Task details:
Each record is to be written out exactly as it appears.
--
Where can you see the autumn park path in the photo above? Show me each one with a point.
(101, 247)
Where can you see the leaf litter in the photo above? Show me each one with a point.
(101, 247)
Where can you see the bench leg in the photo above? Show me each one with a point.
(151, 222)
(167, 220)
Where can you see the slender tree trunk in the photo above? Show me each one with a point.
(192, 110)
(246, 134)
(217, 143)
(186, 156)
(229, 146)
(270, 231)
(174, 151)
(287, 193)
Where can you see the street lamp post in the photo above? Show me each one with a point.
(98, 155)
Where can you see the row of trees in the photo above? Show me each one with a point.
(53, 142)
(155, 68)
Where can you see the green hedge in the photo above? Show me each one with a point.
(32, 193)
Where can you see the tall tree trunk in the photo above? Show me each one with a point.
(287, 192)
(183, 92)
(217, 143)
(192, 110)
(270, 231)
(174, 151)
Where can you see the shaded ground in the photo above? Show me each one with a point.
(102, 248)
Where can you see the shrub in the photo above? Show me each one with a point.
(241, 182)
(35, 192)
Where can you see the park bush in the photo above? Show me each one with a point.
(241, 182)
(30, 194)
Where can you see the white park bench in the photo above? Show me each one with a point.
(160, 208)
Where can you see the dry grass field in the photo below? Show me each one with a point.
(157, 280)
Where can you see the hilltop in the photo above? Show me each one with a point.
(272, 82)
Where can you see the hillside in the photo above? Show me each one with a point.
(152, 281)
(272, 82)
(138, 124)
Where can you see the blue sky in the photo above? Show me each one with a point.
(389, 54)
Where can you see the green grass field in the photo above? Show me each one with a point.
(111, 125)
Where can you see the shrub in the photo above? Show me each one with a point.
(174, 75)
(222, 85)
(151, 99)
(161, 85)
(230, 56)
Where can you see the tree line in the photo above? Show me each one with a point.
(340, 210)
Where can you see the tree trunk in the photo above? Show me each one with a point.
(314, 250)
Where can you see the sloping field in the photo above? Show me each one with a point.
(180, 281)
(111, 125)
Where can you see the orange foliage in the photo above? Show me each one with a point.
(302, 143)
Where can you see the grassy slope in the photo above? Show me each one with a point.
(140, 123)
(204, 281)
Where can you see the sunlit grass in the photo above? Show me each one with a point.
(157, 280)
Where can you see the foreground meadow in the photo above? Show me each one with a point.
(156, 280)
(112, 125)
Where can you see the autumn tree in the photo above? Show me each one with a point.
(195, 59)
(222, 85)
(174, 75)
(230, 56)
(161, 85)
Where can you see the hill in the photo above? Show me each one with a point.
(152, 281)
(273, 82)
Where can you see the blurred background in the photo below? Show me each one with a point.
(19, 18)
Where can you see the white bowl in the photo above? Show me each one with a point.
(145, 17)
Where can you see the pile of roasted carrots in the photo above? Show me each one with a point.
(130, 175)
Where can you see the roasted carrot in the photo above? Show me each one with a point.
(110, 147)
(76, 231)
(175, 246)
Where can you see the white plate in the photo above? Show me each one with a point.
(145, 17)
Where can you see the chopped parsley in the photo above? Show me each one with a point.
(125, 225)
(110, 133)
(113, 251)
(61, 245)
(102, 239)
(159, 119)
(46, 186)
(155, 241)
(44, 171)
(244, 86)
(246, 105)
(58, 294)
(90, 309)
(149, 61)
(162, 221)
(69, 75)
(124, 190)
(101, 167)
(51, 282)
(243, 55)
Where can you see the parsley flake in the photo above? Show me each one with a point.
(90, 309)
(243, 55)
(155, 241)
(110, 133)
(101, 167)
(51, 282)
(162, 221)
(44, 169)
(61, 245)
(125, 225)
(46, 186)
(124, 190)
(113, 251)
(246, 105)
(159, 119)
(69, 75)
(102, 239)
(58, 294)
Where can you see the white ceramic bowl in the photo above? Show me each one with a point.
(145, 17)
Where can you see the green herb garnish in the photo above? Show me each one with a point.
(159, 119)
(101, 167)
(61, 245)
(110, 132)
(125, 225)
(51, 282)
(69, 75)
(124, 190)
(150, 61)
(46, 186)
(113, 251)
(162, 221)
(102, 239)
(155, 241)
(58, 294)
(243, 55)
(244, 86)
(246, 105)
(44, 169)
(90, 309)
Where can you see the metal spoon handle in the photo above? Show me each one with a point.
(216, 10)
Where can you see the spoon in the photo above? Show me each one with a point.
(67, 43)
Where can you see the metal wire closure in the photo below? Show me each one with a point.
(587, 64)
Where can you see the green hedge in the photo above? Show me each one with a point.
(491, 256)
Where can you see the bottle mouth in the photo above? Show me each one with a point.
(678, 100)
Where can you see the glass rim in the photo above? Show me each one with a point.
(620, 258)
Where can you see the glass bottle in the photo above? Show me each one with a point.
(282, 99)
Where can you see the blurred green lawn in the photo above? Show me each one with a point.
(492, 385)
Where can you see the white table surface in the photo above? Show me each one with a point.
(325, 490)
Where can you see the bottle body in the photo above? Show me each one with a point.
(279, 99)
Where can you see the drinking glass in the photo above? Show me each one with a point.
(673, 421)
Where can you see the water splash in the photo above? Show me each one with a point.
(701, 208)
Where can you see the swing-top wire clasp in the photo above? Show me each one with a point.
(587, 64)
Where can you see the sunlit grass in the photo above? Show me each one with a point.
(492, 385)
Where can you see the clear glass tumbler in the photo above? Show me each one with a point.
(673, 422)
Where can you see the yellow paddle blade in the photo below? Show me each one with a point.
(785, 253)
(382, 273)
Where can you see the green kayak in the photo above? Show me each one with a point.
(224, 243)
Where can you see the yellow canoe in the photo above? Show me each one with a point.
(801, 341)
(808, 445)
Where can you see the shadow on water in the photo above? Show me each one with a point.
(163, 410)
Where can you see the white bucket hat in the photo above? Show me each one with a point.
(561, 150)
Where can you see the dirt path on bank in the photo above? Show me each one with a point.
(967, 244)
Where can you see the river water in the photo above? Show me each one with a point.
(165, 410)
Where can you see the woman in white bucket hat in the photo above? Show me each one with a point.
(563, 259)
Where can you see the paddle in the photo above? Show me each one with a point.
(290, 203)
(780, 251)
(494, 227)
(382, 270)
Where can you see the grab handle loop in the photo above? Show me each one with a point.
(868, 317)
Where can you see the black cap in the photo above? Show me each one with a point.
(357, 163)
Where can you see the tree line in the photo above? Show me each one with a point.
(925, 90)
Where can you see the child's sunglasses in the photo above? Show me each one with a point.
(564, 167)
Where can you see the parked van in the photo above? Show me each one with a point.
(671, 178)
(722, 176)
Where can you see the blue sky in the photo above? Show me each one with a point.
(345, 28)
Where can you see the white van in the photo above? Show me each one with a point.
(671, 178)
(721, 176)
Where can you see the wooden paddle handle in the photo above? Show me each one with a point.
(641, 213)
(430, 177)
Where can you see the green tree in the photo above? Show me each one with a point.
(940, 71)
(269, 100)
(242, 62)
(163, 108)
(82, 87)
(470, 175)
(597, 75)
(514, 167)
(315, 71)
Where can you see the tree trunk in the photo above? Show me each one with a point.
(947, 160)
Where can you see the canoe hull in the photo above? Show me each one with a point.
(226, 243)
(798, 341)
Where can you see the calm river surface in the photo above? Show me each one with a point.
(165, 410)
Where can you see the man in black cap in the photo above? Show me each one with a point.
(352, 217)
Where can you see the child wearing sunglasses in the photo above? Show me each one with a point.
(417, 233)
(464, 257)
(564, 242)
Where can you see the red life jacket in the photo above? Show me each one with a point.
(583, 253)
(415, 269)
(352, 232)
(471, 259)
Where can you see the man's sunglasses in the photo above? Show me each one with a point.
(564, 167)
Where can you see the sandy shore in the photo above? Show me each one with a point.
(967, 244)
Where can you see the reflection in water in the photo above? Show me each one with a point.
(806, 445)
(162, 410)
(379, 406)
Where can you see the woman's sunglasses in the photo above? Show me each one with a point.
--
Result of the task:
Where can you see the autumn park path in the photo above? Show me each one with a point.
(101, 247)
Where can you see the leaf litter in the photo above? Show me each one with a point.
(101, 247)
Where can you see the bench leg in the photo above? Show me each one with a point.
(151, 222)
(167, 220)
Where can you see the slender tree trunk in the photo above? Show me each one with a point.
(192, 110)
(246, 134)
(217, 143)
(186, 156)
(229, 146)
(270, 231)
(174, 151)
(287, 193)
Where can you see the street lamp post in the photo above? Show me each one with a point.
(98, 155)
Where can you see the row of trees in the photo above? Show me each one with a point.
(53, 142)
(155, 68)
Where can you see the green hedge in the photo above? Show me each one with a point.
(32, 193)
Where can you see the tall tree trunk in the photo above? Show me each one with a point.
(287, 192)
(183, 92)
(217, 143)
(192, 110)
(270, 231)
(174, 151)
Where can you see the shaded ground in the photo above? Show me each one with a point.
(102, 248)
Where can you see the shrub in the photo above? Show me each one with a point.
(241, 182)
(35, 192)
Where can you see the park bush in the photo above? Show me each one with a point.
(241, 182)
(30, 194)
Where can you see the white park bench in the photo above? Show me each one with a point.
(160, 208)
Where can you see the dry grass field in the photo below? Show me each one with a point.
(157, 280)
Where can you see the hilltop in the photo above? Show me each one with a point.
(272, 82)
Where can you see the hillside in the photo above? Show me each one with a point.
(152, 281)
(272, 82)
(138, 124)
Where can you see the blue sky in the photo above? Show me each one with a point.
(389, 54)
Where can you see the green grass field in the photo above? Show me each one with a point.
(111, 125)
Where can you see the shrub in the photo above? Show me each one with a point.
(174, 75)
(222, 85)
(151, 99)
(161, 85)
(230, 56)
Where can you see the tree line in the photo above? Show me each one with a point.
(340, 210)
Where can you see the tree trunk in the photo above? Show me each one with a point.
(314, 250)
Where can you see the sloping field in the photo above? Show me each one with a point.
(180, 281)
(111, 125)
Where can you see the orange foliage in the photo above? Show me each one with a point.
(302, 143)
Where can you see the grassy slope in the photo above? Show me each one with a point.
(140, 123)
(204, 281)
Where can you see the sunlit grass in the photo above? Show me each one with a point.
(157, 280)
Where can you see the foreground meadow in the photo above? Show me each one with a point.
(156, 280)
(112, 125)
Where can you see the autumn tree in the photo above? Show me each one with a point.
(195, 59)
(222, 85)
(174, 75)
(230, 56)
(161, 85)
Where can you see the hill in the photo above? Show me each one with a point.
(152, 281)
(273, 82)
Where can you see the blurred background in the photo below? Show me each one with a point.
(19, 18)
Where can you see the white bowl in the photo above? Show me each one with a point.
(145, 17)
Where can you see the pile of roasted carrots in the photo above? Show me each one with a point.
(130, 175)
Where can you see the roasted carrot in the photo above? Show me each one with a point.
(110, 147)
(76, 231)
(175, 246)
Where can you see the white plate in the photo above? Show me each one with a point.
(145, 17)
Where can you see the chopped parsley in the photo above? Show me each one with a point.
(125, 225)
(110, 133)
(113, 251)
(61, 245)
(102, 239)
(159, 119)
(46, 186)
(155, 241)
(44, 171)
(244, 86)
(246, 105)
(58, 294)
(90, 309)
(149, 61)
(162, 221)
(69, 75)
(124, 190)
(101, 167)
(51, 282)
(243, 55)
Where can you see the parsley flake in the photo above? Show me each one with a point.
(90, 309)
(243, 55)
(155, 241)
(110, 133)
(101, 167)
(51, 282)
(162, 221)
(44, 169)
(61, 245)
(125, 225)
(46, 186)
(124, 190)
(113, 251)
(246, 105)
(159, 119)
(69, 75)
(102, 239)
(58, 294)
Where can you see the white ceramic bowl in the photo above? Show me each one with a point.
(145, 17)
Where can you see the green herb garnish in the photo above? Show me each one with a point.
(159, 119)
(101, 167)
(61, 245)
(110, 132)
(125, 225)
(51, 282)
(69, 75)
(124, 190)
(150, 61)
(46, 186)
(113, 251)
(162, 221)
(102, 239)
(155, 241)
(58, 294)
(243, 55)
(244, 86)
(246, 105)
(44, 169)
(90, 309)
Where can you see the metal spoon handle in the photo above? Show me each one with a point.
(216, 10)
Where can you see the spoon in the photo above? Show me each one with a point.
(67, 43)
Where can you see the metal wire closure in the photo below? Show me each one with a point.
(587, 64)
Where can you see the green hedge in the photo above? Show me each one with a point.
(491, 256)
Where can you see the bottle mouth in the photo above? Show me each one with a point.
(678, 100)
Where can you see the glass rim in the photo above? Show me each one with a point.
(620, 258)
Where can you see the glass bottle in the photo above? Show me each one with a point.
(282, 99)
Where can you see the blurred green lawn in the photo above? Show me each one with a point.
(492, 385)
Where can you see the white table surface in the photo above? Show me each one with a point.
(325, 490)
Where can you see the bottle body in the photo above? Show me each one with a point.
(279, 99)
Where can you see the drinking glass in the photo above? Show me each one with a point.
(673, 421)
Where can you see the water splash in the photo above? Show me each one with a point.
(701, 208)
Where can you see the swing-top wire clasp in the photo above? Show me each one with a point.
(587, 64)
Where can you see the sunlit grass in the photo above? Show me each one with a point.
(492, 385)
Where can you see the clear glass tumbler in the photo above? Show me each one with a point.
(673, 422)
Where can you see the yellow paddle blade in the photo below? Show me each one with a point.
(785, 253)
(382, 273)
Where can you see the green kayak in the photo above? Show me each one with a point.
(224, 243)
Where can you see the yellow canoe in the photo above? Show me each one with a point.
(801, 341)
(808, 445)
Where can you see the shadow on water in the photo above? Show me each one with a point.
(163, 410)
Where can you see the white bucket hat in the photo above? Show me each one with a point.
(561, 150)
Where can you see the dirt path on bank in the photo above? Show me each one with a point.
(967, 244)
Where can you see the river water in the photo above? Show me each one with a point.
(165, 410)
Where can you see the woman in white bucket hat in the photo above? Show me each one with a point.
(563, 259)
Where can you see the paddle in the photo above? Show me each one with a point.
(290, 203)
(780, 251)
(494, 227)
(382, 270)
Where can you see the grab handle loop in the photo above? Show me each one with a point.
(868, 317)
Where can you see the black cap in the photo above? Show me each one with a point.
(357, 163)
Where can you see the tree line in the photo above? Show me each one with a point.
(925, 90)
Where can you see the child's sunglasses in the photo above? Show me each one with a point.
(564, 167)
Where can you see the parked van in the photo above? Show me each one with a point.
(671, 178)
(722, 176)
Where can you see the blue sky in the photo above? Show me each one with a point.
(345, 28)
Where can you see the white van in the photo above? Show me each one with a point.
(671, 178)
(721, 176)
Where can you see the wooden paddle handle in the photo above? Show me each one with a point.
(641, 213)
(430, 177)
Where can you see the green tree in the photo above? Show me each one with a point.
(940, 71)
(269, 100)
(242, 62)
(163, 108)
(82, 87)
(470, 175)
(597, 75)
(514, 167)
(315, 71)
Where can you see the tree trunk in the photo above? Show me each one with a point.
(947, 160)
Where can you see the canoe hull in the photo above? Show me each one with a point.
(226, 243)
(798, 341)
Where can you see the calm river surface in the photo above? Show me each one with a point.
(165, 410)
Where can you see the man in black cap in the photo above? Show me each one with a point.
(352, 217)
Where can you see the child wearing sunglasses in the photo above? Show me each one with a point.
(417, 233)
(464, 257)
(564, 242)
Where can you see the red life jacket in the photo above? Show me each one with a point.
(583, 253)
(415, 269)
(352, 232)
(471, 259)
Where can you see the man's sunglasses in the photo above? Show me each one with a point.
(564, 167)
Where can you see the sandy shore in the photo above? Show me each one with a point.
(967, 244)
Where can you see the reflection in water in the photo above? Show me each one with a point.
(806, 445)
(162, 410)
(379, 406)
Where can you see the woman's sunglasses in the photo above? Show me each one with a point.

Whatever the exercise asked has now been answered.